═════ Data to process

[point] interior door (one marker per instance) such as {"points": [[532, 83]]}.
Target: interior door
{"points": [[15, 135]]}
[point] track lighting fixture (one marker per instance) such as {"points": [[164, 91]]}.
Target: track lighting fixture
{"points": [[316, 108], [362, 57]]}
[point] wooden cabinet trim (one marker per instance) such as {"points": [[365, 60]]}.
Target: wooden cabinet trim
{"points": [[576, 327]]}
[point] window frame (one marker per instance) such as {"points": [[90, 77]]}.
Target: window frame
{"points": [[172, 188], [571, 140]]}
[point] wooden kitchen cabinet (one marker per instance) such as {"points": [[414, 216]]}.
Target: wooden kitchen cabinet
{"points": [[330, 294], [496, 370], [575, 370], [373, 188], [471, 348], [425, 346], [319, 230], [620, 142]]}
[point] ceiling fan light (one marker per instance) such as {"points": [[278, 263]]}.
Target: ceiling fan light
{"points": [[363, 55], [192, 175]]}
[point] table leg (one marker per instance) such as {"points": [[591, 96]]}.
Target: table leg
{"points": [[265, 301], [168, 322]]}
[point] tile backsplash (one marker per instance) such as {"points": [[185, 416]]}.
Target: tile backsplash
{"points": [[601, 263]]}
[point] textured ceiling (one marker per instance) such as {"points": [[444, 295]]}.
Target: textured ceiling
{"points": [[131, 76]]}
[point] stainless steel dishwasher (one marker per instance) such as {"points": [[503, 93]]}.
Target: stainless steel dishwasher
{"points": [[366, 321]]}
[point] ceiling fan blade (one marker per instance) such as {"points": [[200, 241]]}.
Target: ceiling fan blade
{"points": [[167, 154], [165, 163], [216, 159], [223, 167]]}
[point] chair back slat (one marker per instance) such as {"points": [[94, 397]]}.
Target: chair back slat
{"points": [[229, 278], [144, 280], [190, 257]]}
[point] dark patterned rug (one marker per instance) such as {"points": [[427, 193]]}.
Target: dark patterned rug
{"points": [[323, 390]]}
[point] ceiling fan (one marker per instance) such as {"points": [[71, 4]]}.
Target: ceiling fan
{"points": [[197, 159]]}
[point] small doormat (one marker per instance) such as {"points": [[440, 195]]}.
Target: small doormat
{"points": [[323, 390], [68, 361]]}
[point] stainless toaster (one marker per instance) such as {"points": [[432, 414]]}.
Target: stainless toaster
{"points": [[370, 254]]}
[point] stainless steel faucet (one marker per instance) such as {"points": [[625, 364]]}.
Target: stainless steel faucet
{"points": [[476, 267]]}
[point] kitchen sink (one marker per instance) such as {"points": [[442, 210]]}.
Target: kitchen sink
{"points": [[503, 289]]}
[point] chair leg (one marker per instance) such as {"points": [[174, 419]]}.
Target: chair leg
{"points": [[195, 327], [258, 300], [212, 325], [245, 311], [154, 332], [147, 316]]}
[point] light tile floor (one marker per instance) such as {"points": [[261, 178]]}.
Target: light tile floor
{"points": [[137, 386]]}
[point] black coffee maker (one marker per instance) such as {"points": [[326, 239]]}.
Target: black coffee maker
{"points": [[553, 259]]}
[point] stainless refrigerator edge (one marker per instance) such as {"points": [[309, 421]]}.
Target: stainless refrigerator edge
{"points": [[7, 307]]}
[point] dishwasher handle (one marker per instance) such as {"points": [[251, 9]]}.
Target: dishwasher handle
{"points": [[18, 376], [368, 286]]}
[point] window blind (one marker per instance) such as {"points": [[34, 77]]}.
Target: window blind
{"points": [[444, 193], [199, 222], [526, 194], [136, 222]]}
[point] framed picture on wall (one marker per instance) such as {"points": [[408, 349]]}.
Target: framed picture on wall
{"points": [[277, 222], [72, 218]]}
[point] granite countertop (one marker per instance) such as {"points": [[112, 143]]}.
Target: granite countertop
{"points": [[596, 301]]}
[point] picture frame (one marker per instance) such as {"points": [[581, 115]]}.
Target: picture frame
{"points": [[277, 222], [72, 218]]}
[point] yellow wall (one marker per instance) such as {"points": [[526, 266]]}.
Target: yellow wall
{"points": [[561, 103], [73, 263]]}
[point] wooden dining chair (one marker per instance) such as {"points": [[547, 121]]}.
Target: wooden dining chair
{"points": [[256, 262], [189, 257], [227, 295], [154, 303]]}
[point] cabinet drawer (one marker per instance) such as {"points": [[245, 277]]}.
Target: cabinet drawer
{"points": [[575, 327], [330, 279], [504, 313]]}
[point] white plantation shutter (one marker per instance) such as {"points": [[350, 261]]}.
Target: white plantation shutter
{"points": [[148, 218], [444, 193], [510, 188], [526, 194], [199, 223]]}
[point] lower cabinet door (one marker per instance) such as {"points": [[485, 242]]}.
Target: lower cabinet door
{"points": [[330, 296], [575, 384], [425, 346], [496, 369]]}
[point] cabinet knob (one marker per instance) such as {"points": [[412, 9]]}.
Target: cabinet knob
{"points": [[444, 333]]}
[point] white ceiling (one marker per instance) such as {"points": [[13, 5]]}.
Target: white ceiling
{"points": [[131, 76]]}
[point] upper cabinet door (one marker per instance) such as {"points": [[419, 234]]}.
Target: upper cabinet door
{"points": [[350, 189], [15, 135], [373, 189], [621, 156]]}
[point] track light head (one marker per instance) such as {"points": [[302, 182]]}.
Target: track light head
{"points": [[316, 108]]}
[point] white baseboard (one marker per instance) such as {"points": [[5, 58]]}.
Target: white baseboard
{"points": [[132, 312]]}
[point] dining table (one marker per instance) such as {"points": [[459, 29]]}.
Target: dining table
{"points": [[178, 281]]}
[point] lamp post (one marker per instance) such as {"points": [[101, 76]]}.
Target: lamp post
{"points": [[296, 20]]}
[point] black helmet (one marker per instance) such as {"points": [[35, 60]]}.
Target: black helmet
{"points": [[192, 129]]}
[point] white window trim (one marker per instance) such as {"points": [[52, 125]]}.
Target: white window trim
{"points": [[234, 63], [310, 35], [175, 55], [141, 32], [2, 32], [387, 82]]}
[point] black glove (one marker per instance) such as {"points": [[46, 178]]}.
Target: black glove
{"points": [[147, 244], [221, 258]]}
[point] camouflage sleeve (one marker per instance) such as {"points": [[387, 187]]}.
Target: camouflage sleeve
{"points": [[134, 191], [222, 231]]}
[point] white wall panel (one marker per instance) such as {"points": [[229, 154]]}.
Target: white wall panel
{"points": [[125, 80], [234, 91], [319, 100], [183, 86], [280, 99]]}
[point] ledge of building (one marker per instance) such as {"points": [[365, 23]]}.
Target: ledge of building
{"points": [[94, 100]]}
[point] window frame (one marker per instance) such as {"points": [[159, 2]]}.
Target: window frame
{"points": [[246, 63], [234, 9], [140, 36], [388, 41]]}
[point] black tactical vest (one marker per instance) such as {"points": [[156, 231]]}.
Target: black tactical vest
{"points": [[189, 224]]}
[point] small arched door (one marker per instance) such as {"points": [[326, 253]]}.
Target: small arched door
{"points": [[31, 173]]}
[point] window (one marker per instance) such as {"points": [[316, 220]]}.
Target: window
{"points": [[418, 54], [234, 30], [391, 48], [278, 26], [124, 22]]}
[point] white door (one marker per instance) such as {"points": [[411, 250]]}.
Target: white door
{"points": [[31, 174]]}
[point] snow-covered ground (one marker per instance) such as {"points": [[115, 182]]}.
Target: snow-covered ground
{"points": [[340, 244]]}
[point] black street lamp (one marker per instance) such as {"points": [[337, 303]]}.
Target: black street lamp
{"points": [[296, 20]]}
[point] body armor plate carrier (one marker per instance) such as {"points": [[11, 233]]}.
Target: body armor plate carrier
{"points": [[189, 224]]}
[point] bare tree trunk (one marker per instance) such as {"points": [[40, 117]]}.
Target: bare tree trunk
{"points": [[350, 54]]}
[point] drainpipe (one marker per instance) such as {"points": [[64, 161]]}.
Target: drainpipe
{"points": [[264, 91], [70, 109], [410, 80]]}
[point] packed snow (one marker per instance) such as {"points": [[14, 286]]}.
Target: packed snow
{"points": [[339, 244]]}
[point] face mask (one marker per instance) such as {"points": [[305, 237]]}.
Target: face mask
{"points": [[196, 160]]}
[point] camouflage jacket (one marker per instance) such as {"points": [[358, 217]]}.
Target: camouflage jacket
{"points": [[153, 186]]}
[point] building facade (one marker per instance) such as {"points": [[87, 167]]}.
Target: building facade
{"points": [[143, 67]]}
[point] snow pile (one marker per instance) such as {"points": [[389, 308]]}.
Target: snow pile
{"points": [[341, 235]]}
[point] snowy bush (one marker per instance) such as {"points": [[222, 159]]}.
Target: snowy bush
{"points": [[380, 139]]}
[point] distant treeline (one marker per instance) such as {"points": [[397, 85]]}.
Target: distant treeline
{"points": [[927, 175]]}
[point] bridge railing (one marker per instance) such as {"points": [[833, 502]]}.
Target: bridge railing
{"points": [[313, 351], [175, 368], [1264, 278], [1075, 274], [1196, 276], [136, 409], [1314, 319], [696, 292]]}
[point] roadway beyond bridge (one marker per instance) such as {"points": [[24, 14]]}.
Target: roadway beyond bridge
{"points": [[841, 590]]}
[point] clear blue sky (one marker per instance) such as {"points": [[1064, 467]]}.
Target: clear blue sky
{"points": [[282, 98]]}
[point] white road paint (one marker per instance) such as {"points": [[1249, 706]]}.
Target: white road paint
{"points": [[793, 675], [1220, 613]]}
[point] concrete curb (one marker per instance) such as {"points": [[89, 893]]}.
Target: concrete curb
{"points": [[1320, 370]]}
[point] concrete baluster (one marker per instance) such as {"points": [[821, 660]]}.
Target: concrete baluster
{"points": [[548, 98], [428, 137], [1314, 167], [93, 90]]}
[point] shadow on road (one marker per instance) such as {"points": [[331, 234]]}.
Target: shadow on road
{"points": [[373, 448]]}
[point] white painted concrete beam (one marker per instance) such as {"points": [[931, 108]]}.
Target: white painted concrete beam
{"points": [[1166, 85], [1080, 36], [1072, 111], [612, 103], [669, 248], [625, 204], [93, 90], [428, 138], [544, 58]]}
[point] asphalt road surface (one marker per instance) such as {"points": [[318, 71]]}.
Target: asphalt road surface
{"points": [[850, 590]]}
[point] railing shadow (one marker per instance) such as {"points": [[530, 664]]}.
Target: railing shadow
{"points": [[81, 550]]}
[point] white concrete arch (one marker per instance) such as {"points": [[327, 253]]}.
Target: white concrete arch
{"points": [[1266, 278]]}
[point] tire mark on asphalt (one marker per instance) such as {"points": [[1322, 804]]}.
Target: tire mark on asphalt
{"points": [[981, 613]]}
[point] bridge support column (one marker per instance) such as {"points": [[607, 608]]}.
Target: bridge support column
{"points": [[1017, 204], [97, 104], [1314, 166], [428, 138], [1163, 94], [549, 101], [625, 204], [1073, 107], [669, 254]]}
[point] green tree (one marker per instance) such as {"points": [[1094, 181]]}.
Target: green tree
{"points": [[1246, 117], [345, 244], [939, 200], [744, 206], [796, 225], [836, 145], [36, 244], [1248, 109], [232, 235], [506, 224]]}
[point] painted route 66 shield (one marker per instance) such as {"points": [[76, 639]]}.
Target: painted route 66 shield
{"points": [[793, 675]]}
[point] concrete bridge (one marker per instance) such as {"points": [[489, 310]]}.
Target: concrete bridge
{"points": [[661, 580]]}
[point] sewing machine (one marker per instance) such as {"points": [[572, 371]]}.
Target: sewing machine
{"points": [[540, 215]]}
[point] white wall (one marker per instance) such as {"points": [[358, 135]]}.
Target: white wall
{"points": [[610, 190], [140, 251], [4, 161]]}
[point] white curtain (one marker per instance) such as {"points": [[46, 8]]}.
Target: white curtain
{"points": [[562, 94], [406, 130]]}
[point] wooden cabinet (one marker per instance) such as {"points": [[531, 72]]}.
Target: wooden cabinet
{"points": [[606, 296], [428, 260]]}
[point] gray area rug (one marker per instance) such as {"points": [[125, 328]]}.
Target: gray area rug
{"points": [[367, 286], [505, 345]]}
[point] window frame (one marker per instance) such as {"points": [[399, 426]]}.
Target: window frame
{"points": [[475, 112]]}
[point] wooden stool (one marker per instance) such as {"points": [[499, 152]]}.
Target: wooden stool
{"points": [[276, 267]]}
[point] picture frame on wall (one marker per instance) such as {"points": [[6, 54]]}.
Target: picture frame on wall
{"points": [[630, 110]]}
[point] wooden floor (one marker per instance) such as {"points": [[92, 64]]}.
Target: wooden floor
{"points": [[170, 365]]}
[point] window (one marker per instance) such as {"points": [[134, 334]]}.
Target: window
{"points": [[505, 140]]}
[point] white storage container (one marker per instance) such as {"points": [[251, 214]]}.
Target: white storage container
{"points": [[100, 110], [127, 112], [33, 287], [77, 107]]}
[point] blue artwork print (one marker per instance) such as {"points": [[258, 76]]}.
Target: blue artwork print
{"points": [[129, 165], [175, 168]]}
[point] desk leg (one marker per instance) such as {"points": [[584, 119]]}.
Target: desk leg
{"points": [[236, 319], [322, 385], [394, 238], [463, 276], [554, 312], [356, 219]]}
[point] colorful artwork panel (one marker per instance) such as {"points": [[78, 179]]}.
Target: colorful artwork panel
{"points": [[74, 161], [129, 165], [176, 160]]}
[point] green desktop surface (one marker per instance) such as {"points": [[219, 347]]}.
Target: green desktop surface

══════════

• **The exercise**: Return precisely the lines of the records, starting with the line that holds "[point] wooden stool" and ending with the last one.

• **Worked solution**:
[point] wooden stool (one marker per instance) such as {"points": [[499, 152]]}.
Target: wooden stool
{"points": [[276, 267]]}
[point] picture frame on wall (one marker per instance) such as {"points": [[6, 54]]}.
Target: picture frame on wall
{"points": [[630, 110]]}
[point] wooden floor (one marker per instance) such as {"points": [[92, 64]]}.
Target: wooden floor
{"points": [[170, 365]]}
[point] window (one marker per instance) such as {"points": [[134, 334]]}.
Target: window
{"points": [[505, 140]]}
[point] white storage container (one marker per instance) such as {"points": [[251, 214]]}.
Target: white storage container
{"points": [[100, 110], [127, 112], [33, 287], [77, 107]]}
[point] blue artwork print (one marker per instance) such as {"points": [[258, 76]]}.
Target: blue artwork print
{"points": [[129, 165], [175, 168]]}
[point] desk leg (one marker per instance) such as {"points": [[584, 119]]}.
Target: desk leg
{"points": [[236, 319], [322, 385], [394, 238], [463, 276], [554, 312], [356, 219]]}
[point] colorful artwork panel (one marker per instance) such as {"points": [[78, 179]]}.
Target: colorful artwork panel
{"points": [[74, 161], [129, 165], [176, 160]]}
[point] green desktop surface (one marker per instance) such as {"points": [[219, 347]]}.
Target: green desktop surface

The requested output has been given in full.